EXERCISE AIM: Reproduce every one of the following rows verbatim, with no alterations.

(begin)

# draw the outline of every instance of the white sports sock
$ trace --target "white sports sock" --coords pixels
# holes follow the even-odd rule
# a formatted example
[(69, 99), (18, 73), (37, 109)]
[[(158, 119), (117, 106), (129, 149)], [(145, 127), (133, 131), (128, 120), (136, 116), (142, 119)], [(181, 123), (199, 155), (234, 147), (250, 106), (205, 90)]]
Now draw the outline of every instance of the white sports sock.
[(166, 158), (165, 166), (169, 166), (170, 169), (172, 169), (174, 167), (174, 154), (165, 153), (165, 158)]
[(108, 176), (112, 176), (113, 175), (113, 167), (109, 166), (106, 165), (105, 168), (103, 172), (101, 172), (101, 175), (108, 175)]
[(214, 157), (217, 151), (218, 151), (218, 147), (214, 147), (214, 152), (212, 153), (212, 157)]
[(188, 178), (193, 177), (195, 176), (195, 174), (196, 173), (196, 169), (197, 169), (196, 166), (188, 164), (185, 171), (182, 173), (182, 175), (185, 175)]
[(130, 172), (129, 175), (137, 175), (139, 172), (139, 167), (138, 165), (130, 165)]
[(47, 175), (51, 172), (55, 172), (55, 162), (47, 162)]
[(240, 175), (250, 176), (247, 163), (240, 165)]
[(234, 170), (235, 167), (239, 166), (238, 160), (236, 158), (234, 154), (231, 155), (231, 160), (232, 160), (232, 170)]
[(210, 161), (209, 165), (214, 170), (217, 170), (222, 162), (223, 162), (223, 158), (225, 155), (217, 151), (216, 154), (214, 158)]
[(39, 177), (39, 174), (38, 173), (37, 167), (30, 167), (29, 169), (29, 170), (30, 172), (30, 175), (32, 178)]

(end)

THE SOLUTION:
# draw the outline of every instance of the white sports sock
$ trace --target "white sports sock" --coords pixels
# holes follow the even-odd rule
# a formatted example
[(69, 99), (18, 73), (37, 109)]
[[(158, 119), (117, 106), (129, 149)], [(145, 127), (133, 131), (128, 120), (136, 116), (142, 119)], [(181, 123), (199, 155), (234, 147), (250, 106), (205, 90)]]
Now draw the outline of every instance of the white sports sock.
[(166, 158), (165, 166), (169, 166), (170, 169), (172, 169), (174, 167), (174, 154), (165, 153), (165, 158)]
[(108, 176), (112, 176), (113, 175), (113, 167), (109, 166), (106, 165), (105, 168), (103, 172), (101, 172), (101, 175), (108, 175)]
[(214, 157), (217, 151), (218, 151), (218, 147), (214, 147), (214, 152), (212, 153), (212, 157)]
[(188, 178), (193, 177), (195, 176), (195, 174), (196, 173), (196, 169), (197, 169), (196, 166), (188, 164), (185, 171), (182, 173), (182, 175), (185, 175)]
[(130, 172), (129, 175), (137, 175), (139, 172), (139, 167), (138, 165), (130, 165)]
[(47, 175), (51, 172), (55, 172), (55, 162), (47, 162)]
[(240, 175), (250, 176), (247, 163), (240, 165)]
[(234, 170), (235, 167), (239, 166), (238, 160), (236, 158), (234, 154), (231, 155), (231, 160), (232, 160), (232, 170)]
[(210, 161), (209, 165), (214, 170), (217, 170), (222, 162), (223, 162), (223, 158), (225, 155), (217, 151), (216, 154), (214, 158)]
[(39, 177), (39, 174), (38, 173), (37, 167), (30, 167), (29, 169), (29, 170), (30, 172), (30, 175), (32, 178)]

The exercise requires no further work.